DATA SHOWN start
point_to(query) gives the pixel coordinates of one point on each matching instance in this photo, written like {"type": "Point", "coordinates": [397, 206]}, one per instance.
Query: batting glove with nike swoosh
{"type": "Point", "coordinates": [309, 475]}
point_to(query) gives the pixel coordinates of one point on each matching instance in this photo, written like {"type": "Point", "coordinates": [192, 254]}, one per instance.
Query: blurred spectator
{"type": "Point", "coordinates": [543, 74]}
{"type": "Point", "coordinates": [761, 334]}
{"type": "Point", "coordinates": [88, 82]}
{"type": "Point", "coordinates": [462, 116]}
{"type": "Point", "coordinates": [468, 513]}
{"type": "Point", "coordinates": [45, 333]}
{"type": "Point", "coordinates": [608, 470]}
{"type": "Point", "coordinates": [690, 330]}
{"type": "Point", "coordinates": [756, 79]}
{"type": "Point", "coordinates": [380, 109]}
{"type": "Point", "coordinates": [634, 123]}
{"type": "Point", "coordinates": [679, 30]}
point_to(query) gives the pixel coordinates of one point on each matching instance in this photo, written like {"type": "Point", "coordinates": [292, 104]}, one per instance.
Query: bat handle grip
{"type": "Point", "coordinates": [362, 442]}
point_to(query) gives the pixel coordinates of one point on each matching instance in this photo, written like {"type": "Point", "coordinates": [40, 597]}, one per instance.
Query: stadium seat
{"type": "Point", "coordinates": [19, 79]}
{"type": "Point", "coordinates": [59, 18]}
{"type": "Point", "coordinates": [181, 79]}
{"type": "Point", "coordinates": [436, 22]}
DATA SHOWN end
Rewrite the full listing above with every occurrence of "pixel coordinates" replaced by "image coordinates", leaving everything else unchanged.

**SOLUTION TO THIS EXERCISE**:
point_to(query) gives the image coordinates of one point on each matching instance in this photo, written like {"type": "Point", "coordinates": [397, 206]}, one per instance.
Query: batting glove with nike swoosh
{"type": "Point", "coordinates": [309, 475]}
point_to(query) gives the image coordinates of one point on each matching instance in this photo, written like {"type": "Point", "coordinates": [192, 254]}, one per instance.
Query: blurred spectator
{"type": "Point", "coordinates": [543, 74]}
{"type": "Point", "coordinates": [761, 334]}
{"type": "Point", "coordinates": [88, 82]}
{"type": "Point", "coordinates": [462, 116]}
{"type": "Point", "coordinates": [468, 513]}
{"type": "Point", "coordinates": [45, 333]}
{"type": "Point", "coordinates": [608, 470]}
{"type": "Point", "coordinates": [690, 330]}
{"type": "Point", "coordinates": [756, 79]}
{"type": "Point", "coordinates": [380, 109]}
{"type": "Point", "coordinates": [634, 123]}
{"type": "Point", "coordinates": [679, 30]}
point_to(query) gives the image coordinates of one point on each matching instance in this photo, written like {"type": "Point", "coordinates": [292, 104]}, one per instance.
Query: bat handle grip
{"type": "Point", "coordinates": [362, 442]}
point_to(query) gives the image coordinates of one point on each matching instance in this photo, written like {"type": "Point", "coordinates": [40, 597]}, one per instance.
Query: stadium seat
{"type": "Point", "coordinates": [19, 79]}
{"type": "Point", "coordinates": [59, 18]}
{"type": "Point", "coordinates": [181, 79]}
{"type": "Point", "coordinates": [436, 22]}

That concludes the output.